== GIVEN RECORDS ==
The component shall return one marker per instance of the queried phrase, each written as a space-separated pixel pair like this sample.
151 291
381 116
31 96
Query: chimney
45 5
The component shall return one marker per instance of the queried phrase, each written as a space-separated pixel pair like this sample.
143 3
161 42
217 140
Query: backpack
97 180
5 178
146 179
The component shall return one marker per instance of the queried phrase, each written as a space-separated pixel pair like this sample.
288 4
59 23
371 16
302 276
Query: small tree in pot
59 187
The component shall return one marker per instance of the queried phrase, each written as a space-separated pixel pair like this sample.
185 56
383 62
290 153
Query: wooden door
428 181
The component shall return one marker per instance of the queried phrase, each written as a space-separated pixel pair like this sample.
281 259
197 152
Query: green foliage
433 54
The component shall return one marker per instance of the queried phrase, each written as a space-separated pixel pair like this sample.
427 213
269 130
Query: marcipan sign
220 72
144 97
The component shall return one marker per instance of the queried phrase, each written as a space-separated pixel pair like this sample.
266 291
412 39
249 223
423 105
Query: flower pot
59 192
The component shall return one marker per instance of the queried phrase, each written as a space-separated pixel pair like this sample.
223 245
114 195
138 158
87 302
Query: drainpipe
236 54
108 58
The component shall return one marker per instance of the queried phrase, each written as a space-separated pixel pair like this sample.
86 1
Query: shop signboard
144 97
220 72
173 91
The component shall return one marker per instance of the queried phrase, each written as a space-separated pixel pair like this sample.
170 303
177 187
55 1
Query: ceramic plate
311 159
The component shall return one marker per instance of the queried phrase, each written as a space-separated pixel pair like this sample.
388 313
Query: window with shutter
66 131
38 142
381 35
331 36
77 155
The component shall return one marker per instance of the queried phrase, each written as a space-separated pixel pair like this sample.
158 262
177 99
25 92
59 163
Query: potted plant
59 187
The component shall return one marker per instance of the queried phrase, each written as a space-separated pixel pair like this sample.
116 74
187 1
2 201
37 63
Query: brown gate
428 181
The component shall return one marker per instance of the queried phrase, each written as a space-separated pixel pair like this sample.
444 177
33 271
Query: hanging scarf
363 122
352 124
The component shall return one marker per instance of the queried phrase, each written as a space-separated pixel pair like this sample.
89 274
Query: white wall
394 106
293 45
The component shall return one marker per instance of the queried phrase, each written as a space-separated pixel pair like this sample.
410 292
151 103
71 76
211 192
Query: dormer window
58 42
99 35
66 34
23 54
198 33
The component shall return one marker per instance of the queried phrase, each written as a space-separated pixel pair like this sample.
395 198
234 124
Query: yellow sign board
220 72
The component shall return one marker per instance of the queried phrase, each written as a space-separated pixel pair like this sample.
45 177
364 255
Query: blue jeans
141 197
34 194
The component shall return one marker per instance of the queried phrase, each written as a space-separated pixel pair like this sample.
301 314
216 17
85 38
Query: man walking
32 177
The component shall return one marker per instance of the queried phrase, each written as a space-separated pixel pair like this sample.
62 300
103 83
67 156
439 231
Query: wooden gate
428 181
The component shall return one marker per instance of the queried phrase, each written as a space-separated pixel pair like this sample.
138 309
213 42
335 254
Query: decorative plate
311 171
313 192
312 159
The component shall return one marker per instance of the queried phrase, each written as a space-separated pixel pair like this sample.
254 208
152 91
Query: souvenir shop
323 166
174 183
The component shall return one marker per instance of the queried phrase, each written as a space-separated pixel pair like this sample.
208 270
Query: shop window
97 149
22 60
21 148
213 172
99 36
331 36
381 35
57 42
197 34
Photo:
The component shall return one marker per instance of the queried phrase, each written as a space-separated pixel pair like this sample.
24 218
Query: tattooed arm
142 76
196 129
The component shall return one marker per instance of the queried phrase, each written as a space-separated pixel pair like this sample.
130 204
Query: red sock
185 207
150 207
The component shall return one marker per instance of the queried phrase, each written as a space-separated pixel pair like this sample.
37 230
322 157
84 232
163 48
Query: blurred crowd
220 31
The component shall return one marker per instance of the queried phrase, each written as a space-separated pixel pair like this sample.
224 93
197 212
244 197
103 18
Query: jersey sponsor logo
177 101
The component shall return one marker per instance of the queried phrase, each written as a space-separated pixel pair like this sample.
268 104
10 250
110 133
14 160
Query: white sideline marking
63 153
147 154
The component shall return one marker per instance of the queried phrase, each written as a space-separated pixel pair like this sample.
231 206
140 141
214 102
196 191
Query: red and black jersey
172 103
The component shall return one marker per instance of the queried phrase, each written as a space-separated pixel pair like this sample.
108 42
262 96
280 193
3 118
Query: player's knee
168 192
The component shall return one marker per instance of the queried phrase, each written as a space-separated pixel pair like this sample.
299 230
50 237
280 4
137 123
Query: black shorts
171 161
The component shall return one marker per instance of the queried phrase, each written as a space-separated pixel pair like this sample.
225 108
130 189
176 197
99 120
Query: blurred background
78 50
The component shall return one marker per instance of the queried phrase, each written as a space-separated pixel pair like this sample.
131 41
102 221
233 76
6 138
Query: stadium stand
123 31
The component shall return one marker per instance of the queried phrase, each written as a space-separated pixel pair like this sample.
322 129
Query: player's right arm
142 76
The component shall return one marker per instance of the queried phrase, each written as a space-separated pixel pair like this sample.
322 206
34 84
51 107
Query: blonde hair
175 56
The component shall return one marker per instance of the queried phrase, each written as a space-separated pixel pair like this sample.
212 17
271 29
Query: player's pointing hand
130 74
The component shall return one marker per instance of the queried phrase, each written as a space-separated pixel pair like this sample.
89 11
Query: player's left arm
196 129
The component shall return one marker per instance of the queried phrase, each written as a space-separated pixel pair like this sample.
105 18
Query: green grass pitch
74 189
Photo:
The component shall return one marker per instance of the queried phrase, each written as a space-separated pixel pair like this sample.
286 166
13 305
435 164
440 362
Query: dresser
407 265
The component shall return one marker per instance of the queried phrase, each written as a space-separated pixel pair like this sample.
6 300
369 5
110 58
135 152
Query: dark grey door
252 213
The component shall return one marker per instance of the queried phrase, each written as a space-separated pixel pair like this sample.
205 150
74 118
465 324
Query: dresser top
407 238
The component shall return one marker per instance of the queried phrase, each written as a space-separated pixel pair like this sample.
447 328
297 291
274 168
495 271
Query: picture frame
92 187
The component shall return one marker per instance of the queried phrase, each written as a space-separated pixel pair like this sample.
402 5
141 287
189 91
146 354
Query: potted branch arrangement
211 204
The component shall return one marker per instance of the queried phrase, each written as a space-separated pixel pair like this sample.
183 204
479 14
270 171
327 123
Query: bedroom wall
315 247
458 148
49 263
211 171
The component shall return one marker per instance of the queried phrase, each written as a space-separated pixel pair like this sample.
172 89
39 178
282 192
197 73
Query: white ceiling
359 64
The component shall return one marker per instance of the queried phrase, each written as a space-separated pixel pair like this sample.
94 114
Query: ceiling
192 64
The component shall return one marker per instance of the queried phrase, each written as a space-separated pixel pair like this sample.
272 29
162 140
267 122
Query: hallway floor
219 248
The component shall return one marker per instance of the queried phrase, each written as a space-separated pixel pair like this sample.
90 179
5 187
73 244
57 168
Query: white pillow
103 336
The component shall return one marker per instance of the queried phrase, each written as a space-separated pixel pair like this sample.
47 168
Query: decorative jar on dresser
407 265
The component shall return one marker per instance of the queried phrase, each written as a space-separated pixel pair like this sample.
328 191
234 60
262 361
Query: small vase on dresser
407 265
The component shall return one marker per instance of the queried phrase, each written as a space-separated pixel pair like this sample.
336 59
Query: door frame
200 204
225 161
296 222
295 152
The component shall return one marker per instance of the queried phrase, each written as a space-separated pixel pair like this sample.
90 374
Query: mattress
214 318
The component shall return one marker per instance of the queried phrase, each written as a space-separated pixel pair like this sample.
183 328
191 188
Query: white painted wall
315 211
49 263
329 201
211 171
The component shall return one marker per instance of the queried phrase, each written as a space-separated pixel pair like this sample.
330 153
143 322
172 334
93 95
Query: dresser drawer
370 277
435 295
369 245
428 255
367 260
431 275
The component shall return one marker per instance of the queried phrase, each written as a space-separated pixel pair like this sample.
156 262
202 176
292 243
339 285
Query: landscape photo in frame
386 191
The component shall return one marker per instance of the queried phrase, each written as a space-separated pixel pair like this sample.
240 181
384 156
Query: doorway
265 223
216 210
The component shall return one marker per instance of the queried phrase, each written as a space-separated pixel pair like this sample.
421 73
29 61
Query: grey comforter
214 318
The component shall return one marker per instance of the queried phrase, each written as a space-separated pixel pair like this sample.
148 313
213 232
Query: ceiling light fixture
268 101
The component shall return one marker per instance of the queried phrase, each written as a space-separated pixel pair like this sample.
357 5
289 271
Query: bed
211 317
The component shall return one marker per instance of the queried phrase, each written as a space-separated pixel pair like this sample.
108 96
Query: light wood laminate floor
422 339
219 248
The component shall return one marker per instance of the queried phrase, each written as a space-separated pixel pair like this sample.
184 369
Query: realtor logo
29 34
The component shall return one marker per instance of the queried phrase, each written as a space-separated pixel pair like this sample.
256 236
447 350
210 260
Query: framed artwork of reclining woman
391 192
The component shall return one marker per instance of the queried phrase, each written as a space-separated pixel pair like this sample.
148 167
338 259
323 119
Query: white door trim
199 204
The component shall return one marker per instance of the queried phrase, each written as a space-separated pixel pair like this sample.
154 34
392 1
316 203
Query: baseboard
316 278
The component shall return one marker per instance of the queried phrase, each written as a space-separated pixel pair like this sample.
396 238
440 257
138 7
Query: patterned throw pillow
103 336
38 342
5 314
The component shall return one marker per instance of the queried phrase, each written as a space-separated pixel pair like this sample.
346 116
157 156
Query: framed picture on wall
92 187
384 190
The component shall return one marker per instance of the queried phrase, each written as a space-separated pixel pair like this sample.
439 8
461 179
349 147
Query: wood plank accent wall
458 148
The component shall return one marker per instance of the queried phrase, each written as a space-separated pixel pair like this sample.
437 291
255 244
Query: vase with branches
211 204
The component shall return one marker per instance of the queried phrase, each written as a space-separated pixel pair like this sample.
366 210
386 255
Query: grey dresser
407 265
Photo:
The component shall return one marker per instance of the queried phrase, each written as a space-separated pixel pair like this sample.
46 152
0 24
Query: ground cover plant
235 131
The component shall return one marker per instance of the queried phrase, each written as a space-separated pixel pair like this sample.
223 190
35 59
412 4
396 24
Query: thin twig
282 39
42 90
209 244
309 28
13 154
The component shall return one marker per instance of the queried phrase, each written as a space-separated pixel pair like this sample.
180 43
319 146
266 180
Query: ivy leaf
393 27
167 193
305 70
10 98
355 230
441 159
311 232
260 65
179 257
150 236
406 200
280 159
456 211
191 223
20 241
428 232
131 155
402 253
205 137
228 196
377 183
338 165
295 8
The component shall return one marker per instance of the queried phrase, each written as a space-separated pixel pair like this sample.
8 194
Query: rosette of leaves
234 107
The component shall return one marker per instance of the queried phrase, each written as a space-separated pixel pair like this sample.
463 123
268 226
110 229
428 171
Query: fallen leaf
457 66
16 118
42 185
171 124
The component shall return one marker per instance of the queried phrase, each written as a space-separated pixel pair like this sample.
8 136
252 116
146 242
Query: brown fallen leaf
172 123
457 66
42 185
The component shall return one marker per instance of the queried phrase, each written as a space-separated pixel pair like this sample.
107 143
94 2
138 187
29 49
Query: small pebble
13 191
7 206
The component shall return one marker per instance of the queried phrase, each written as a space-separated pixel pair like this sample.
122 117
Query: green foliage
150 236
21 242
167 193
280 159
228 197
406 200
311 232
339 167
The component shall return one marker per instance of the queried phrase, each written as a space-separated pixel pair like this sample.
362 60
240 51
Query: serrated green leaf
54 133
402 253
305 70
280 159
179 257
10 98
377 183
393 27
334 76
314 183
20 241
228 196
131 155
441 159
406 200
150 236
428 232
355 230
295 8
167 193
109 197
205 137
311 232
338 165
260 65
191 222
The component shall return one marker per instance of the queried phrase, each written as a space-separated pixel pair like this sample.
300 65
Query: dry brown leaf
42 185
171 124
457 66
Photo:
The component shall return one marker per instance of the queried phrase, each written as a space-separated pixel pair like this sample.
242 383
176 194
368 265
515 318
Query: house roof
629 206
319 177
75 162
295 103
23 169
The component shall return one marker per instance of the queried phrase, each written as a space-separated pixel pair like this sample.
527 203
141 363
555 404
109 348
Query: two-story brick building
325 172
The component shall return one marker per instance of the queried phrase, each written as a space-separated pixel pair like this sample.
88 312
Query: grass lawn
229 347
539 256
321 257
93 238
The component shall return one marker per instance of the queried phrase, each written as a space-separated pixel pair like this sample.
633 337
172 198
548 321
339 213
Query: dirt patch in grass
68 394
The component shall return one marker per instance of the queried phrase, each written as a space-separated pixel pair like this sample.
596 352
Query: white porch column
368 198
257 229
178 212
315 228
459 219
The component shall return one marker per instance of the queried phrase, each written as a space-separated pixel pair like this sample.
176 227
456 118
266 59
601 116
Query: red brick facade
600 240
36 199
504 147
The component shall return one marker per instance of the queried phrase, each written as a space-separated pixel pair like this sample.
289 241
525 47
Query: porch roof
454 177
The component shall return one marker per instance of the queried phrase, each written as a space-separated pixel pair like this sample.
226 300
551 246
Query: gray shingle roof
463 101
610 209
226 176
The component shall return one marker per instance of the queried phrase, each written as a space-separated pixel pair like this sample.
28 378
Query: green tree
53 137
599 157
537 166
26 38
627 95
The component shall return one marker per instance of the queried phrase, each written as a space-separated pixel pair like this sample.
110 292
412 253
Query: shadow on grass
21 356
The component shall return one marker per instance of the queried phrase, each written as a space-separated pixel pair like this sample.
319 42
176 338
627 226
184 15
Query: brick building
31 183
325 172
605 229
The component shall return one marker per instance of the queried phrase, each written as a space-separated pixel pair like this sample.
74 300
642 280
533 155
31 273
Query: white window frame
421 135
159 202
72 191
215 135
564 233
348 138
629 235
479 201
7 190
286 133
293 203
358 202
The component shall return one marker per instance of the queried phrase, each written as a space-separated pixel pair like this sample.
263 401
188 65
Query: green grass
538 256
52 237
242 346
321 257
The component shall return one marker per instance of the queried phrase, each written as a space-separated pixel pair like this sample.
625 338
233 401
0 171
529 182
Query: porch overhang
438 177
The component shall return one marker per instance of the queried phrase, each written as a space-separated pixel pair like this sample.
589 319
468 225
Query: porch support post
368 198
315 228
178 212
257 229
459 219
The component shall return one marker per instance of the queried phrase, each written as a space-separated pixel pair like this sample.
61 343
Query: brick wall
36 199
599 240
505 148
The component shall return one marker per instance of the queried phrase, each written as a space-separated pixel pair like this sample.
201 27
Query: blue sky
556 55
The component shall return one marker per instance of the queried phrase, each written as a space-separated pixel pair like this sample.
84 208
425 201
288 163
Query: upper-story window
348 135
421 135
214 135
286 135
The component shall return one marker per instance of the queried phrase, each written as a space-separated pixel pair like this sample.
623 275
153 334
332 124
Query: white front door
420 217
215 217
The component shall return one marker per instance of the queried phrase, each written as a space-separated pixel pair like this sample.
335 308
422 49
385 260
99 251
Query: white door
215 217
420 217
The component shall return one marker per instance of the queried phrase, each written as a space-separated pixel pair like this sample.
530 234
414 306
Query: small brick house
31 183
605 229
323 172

== YOUR GOAL ==
Exactly the lines from the one holding "Query: upper-story window" through the end of the data are to be repeated, with both ends included.

== YOUR SOLUTION ==
Query: upper-story window
348 135
421 135
214 135
286 135
The component shall return one marker per instance of the queried phrase, each written as a space-separated pixel pair like this sample.
623 275
153 334
332 124
Query: white front door
420 217
215 217
The component shall return one marker per instance of the queried phrase, each written as a space-separated pixel pair like this sample.
335 308
422 49
385 260
99 251
Query: white door
215 217
420 217
The component shall return one marker per instance of the queried phrase, each written as a space-separated pixel pair like this sample.
530 234
414 306
Query: small brick house
31 183
605 229
323 172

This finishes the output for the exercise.